• Given problem:
Copy only this range: the line with "like [64, 99]." through the final line of the material, inclusive at both ends.

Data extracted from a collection

--------------------------------

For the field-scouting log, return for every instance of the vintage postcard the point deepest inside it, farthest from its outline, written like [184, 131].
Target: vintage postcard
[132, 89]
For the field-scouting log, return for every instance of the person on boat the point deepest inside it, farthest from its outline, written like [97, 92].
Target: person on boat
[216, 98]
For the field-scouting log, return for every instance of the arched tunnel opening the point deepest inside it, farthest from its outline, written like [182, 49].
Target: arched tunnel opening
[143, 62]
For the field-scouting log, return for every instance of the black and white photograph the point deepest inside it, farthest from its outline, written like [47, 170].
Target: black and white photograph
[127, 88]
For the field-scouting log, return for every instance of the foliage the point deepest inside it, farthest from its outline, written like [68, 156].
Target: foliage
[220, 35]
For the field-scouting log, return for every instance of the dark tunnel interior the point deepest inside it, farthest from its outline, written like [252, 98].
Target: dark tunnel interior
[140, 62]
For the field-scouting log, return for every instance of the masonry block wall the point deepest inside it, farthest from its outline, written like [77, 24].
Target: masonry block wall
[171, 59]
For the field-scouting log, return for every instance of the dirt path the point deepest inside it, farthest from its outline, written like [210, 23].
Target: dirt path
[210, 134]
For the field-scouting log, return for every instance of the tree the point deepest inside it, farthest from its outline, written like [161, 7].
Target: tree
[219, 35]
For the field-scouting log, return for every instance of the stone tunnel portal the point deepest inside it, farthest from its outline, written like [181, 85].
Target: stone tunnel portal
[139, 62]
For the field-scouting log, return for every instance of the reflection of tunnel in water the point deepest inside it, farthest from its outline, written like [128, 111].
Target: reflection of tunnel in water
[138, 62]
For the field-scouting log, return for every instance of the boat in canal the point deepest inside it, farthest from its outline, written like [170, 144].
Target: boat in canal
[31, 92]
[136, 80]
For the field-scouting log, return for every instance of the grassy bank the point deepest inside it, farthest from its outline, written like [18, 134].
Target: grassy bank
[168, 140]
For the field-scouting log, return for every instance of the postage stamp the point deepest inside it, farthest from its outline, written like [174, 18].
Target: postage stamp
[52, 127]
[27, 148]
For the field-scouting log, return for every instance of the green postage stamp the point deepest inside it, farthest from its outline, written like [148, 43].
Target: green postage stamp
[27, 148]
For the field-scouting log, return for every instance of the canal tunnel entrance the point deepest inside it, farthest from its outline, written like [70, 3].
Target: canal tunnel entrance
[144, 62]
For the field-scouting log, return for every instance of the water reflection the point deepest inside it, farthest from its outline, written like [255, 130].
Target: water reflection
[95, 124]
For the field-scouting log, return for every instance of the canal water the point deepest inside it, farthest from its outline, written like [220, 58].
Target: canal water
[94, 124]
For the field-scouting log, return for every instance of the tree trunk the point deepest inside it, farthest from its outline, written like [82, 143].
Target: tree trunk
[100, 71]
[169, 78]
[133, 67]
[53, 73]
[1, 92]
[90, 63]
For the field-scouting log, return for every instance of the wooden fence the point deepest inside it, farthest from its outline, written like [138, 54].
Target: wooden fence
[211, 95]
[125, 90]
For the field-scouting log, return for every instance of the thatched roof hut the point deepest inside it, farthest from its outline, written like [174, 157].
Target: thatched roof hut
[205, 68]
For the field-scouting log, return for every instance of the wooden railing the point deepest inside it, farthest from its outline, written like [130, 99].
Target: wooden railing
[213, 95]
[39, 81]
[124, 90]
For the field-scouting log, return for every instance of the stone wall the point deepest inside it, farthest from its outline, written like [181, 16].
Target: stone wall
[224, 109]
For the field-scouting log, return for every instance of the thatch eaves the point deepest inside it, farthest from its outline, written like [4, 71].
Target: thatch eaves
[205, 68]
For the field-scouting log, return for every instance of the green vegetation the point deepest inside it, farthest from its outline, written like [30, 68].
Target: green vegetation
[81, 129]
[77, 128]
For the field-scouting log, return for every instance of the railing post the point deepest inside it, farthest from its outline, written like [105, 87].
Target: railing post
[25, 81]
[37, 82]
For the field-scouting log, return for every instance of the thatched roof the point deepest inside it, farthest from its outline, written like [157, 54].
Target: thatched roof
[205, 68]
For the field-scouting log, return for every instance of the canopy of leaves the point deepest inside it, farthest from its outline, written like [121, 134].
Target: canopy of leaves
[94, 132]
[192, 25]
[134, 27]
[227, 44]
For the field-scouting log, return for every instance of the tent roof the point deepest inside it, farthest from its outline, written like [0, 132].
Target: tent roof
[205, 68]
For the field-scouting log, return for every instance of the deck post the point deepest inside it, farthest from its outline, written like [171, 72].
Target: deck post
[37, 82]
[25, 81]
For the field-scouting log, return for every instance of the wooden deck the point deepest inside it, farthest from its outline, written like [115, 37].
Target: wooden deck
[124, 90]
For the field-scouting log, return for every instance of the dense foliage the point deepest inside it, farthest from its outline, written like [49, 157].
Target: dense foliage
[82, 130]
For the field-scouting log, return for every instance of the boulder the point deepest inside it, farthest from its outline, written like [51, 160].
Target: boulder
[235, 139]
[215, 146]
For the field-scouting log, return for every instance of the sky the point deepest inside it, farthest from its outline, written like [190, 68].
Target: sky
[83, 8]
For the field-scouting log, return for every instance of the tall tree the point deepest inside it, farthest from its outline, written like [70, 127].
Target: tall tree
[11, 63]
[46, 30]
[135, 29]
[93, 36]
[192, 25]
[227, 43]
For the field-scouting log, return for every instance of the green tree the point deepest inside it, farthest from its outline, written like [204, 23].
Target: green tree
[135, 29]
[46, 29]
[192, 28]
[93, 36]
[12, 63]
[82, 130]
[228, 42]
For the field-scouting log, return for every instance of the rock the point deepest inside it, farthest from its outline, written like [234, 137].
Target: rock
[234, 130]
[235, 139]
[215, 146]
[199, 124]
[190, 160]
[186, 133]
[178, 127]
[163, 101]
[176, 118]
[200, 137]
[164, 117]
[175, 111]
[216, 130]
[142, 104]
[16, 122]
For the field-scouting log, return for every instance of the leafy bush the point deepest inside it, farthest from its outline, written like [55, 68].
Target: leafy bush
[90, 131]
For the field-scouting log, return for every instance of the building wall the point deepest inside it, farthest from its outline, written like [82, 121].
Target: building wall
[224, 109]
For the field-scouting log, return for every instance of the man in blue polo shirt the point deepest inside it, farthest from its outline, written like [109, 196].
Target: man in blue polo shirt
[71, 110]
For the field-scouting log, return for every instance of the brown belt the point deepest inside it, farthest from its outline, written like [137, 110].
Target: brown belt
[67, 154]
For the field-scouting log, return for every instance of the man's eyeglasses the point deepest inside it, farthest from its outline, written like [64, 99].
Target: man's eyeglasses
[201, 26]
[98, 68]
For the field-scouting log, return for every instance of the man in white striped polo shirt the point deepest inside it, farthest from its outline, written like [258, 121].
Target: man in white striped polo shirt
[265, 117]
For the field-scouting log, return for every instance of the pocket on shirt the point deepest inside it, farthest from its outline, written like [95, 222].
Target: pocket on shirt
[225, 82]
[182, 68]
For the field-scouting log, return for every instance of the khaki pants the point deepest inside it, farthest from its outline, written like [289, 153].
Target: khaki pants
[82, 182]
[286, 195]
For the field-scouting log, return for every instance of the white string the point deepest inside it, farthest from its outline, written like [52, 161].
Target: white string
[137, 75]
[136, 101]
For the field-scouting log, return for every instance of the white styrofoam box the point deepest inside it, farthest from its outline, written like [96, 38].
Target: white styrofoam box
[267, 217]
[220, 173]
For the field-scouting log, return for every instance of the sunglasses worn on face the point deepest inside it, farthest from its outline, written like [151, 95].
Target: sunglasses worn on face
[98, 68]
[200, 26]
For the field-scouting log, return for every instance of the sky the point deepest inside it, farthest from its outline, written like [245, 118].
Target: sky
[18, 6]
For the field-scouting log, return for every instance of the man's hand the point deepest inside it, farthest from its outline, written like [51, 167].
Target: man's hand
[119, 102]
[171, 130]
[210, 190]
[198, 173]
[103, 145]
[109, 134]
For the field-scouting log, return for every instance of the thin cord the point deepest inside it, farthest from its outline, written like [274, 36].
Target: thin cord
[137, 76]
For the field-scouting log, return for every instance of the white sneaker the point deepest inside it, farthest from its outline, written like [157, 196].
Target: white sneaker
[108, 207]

--------------------------------

• Written response:
For the field-scouting log, return for every instance of the man's eyeglasses the point deepest inside it, farthest from its outline, written like [64, 99].
Target: man's eyeglasses
[201, 26]
[98, 68]
For the field-scouting log, return for every instance of the man in white striped polo shirt the point deepest inside it, farthest from its outline, written like [258, 121].
Target: man in white striped polo shirt
[265, 117]
For the field-scouting log, return for every instance of the pocket on shirt the point deepest inside it, farthest from its outline, written like [95, 222].
Target: pocket on shirt
[225, 82]
[182, 68]
For the field-scouting log, return for every instance of the khaki pants the point deepest inside it, farthest from its outline, written like [289, 153].
Target: khaki pants
[82, 182]
[286, 195]
For the field-scouting log, return for every instance of the white string the point deepest inside it, farthest from its outline, written like [52, 161].
Target: white string
[137, 75]
[136, 101]
For the field-scouting log, return for every instance of the white styrofoam box the point deepest inside it, farthest from its outline, written like [96, 38].
Target: white styrofoam box
[267, 217]
[220, 173]
For the field-scouting log, return for every instance of the sunglasses worn on face the point deepest inside it, farthest from its outline, written like [151, 95].
Target: sunglasses worn on face
[98, 68]
[200, 26]
For the field-scouting log, return for every instance of the sky the point deepest inside it, farthest from its outline, written like [245, 118].
Target: sky
[18, 6]
For the field-scouting log, return for every instance of the man's hand the point deepest inside it, farthest from its outline, written like [51, 167].
Target: man's hand
[119, 102]
[171, 130]
[210, 190]
[198, 173]
[103, 145]
[109, 134]
For the field-scouting log, return for every instance of the thin cord the point deepest inside it, farthest from its outline, written like [274, 36].
Target: thin cord
[137, 76]
For the field-scouting log, return for every instance of the white sneaker the point deepest inside it, farthest from its outline, written like [157, 196].
Target: white sneaker
[108, 207]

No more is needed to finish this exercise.